Document »
Yo, this is weird. I think it's because I watched Monkey Man in theaters. And then that same night, I had a dream. I was in a church, right? And then we were all like, we're all like praying. And I realized like, yo, what's that statue over there?

And it was literally that exact. It looked the exact same thing. In my dream, though. And I didn't see that. I didn't notice that before. I only seen this TikTok today. That's why I'm bringing it up. But I remember seeing that in my dream. So if anybody can interpret the dream, let me know in the comments. But this was the dream. We were all in the church and we were praying, right? And then we see, in my head, I'm like, yo, what's going on? What statue is that?

It doesn't seem like regular. I look at him like, oh, what's going on? Anyways, something was telling me to go to the other door. And there was like another door and it's another church. I open it and it felt more right. And the people I recognized like friends, family were there. So I walked into that one.

And I'm like, oh, yo, this feels like home. And I looked into the other one and I didn't recognize anybody in that church. It was a really interesting dream because it's one of those vivid dreams. So I'm thinking it might have a meaning or something. But I saw that exactly, bro. And then this is my theory, right? This is my theory now. Not to say this is what it is, but I watched the movie Monkey Man. Yeah.

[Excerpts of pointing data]
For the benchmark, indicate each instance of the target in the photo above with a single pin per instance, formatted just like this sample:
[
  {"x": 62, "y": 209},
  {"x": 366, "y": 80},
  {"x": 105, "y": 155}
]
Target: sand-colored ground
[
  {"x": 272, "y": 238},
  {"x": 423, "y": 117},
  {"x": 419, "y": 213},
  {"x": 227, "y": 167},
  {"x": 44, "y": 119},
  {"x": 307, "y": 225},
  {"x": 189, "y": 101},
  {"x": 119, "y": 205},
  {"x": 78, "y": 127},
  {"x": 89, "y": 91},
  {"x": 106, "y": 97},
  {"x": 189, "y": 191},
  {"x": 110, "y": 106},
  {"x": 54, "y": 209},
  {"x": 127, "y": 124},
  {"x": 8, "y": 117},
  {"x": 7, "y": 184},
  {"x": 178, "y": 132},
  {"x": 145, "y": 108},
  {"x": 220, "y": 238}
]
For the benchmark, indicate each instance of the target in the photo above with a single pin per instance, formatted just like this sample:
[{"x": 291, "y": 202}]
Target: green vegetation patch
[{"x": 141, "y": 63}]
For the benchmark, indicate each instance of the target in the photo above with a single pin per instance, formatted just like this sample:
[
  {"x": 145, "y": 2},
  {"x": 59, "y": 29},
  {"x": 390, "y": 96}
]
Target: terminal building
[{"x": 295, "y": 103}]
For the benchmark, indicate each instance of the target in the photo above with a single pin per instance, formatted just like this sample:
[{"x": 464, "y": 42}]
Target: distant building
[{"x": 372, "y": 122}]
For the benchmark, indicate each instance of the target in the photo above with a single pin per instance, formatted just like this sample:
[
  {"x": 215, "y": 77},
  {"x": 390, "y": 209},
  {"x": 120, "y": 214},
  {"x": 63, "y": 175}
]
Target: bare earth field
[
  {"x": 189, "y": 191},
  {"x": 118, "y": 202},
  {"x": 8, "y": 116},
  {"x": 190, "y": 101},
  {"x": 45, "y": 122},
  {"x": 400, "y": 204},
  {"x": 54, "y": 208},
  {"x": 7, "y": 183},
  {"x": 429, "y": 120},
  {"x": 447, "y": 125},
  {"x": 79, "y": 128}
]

Written request 1 » Reproduce the passage of the dream transcript from "And it was literally" up to and including "statue is that?".
Written request 2 » Resume the dream transcript, continuing on from its final sentence.

Response 1 »
And it was literally that exact. It looked the exact same thing. In my dream, though. And I didn't see that. I didn't notice that before. I only seen this TikTok today. That's why I'm bringing it up. But I remember seeing that in my dream. So if anybody can interpret the dream, let me know in the comments. But this was the dream. We were all in the church and we were praying, right? And then we see, in my head, I'm like, yo, what's going on? What statue is that?

Response 2 »
I'm not gonna spoil it, but there is like prayers and stuff that happen in the film Now you ever watch that movie incantation? Yeah, and then incantation the plot twist of that shit was it made you participate and made you pray so that you would get cursed. Yep theory do you think there's films out there that would make you pray and then I guess like make you I don't know

integrate into a certain cult or a certain religion or a certain belief in things. Because if you're watching it and consuming it, it might get to you because you repeat it in your head. So that's what you think happened to you. So I was watching it because I was just watching the film. But at night when I went to bed and I had a dream of that, I'm like, yo, it's weird. I was dreaming of that. But it was

It was extra weird because the dream involved me in that church. And I opened the door. I'm like, oh, yo, this one feels like home. And I walked to the right one. And all my friends and family were here. And I looked at the other one. It didn't feel right. And in the other one was that statue. Literally that exact statue. In Monkey Man 2. Yeah. Literally this exact... No, it wasn't in Monkey Man though. But it was similar stuff there. But this one was...

Like this one looked like it, bro. Yeah, like this. It looked exactly like that in my dream. That's why it's weird. Oh, that's fun. That's why it's weird. That was yesterday before the solar eclipse or today? That was before the solar eclipse. Okay. That was the day before it.

Is Monkey Man a horror? No. Or psychological? Or is it just funny? No, it's like a hero. It's pretty much what I did with Raph, but for Indian people. Yeah, I'm going to go see it, so don't spoil it, though. Yeah, I'm not going to spoil it for you. It's a good movie. What would that hint at, though? Because that's definitely like... I don't know.

Leave it on the comments. Tap in what you would interpret that as. But that's definitely a spiritual dream, though. It is. Yeah, it felt spiritual. I'm not going to lie to you. That's crazy. Oh, speaking of Monkey Man, though, I just want to say, like, the reason I say it's similar to Raph is because that was Dev Patel. He acted in it. He wrote it and directed it. Oh, that's tough. Yeah. And it's a hero. And it's about, like...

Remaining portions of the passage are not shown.